香川京子の演じる安寿の凛とした美しさがこの映画の一服の清涼剤だが、なぜ鴎外版の原作での姉という設定を逆転させ、妹にしたのか。鴎外版は、まだ少女である安寿が、更に幼い厨子王を守るために姉として気丈に振る舞うそのさまが胸打つのだが、溝口版のこの映画では、堕落する兄を更生させる献身的な妹という、なんだか都合のいい女にされた観がある。
山椒大夫の許に連れて来られ、名を問われても頑なに口を閉ざす安寿と厨子王。そこで新たな名を与えられるが、鴎外ではその名づけを行なうのは山椒大夫。姉弟の主となる存在が自ら名を与えるというこの『千と千尋の神隠し』的なアイデンティティの剥奪。だがこの溝口版では、逃亡を図った奴婢に烙印を押す父を拒んで出て行く太郎が、兄妹(と書かざるを得ないのが腹立たしい。本当は姉弟なのだ)を励ますために名を付けてやる。この太郎、鴎外では、姉弟が連れて来られた時点で既に居なくなっており、唯一助けになってくれそうな太郎も居ない、そうした者は山椒大夫の許には居られない、ということそのものが姉弟の置かれた環境の厳しさを痛感させるのだが、その点、溝口では甘いヒューマニズムが感じさせられる。

短い課題: 映画「山椒大夫」の評について、次の(a)〜(c)が本文の内容と合うかどうかを「はい」か「いいえ」で答え、判断の決め手となる本文の語句を一字も変えずに引用せよ。(a) 鴎外版の原作では、安寿は厨子王の姉である。(b) 鴎外版では、安寿と厨子王に新たな名を与えるのは太郎である。(c) 鴎外版では、姉弟が連れて来られた時点で太郎はすでに居なくなっている。 本文の記述だけを根拠にすること。

記録データ:
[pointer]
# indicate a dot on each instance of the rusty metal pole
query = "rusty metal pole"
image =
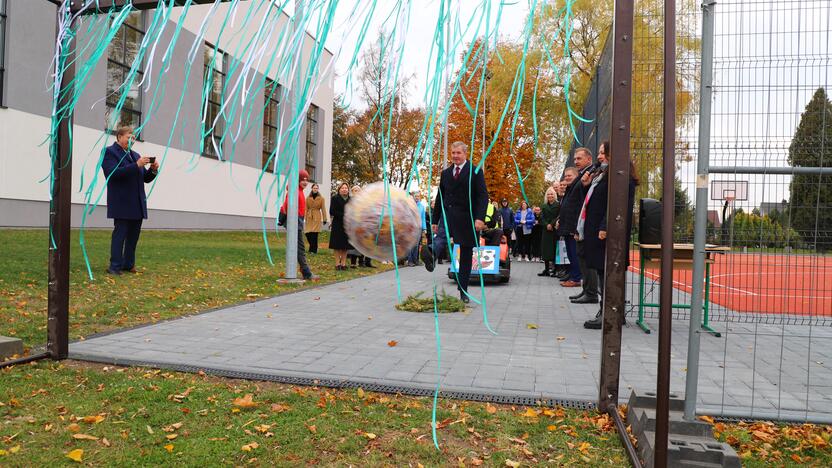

この課題の解答:
(a) はい。「鴎外版の原作での姉という設定を逆転させ、妹にした」
(b) いいえ。「鴎外ではその名づけを行なうのは山椒大夫」
(c) はい。「鴎外では、姉弟が連れて来られた時点で既に居なくなっており」